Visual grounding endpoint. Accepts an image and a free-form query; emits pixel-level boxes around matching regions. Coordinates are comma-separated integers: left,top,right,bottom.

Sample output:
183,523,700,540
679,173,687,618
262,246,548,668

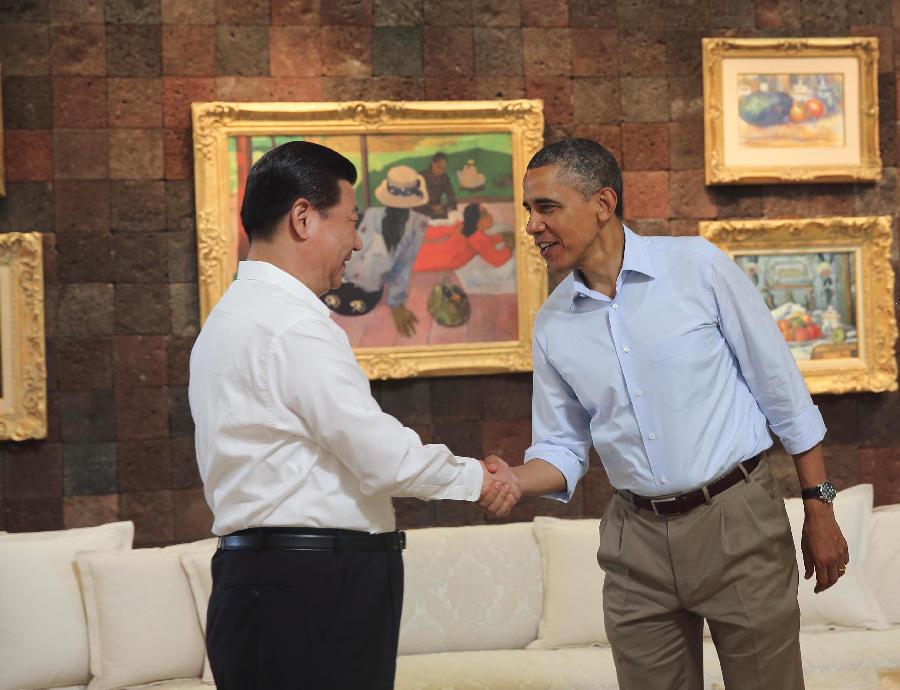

━━━━

■ The request ■
Copy out every line of the records above word for word, and leave out the pictures.

■ Solution for this task ■
Visual grounding endpoint. Accepts an image and a free-form query; emits pixel-level boxes around matching regions. Coordinates are comma-separated integers: left,top,right,bottom.

Sample output:
183,523,700,540
679,173,687,618
262,246,548,668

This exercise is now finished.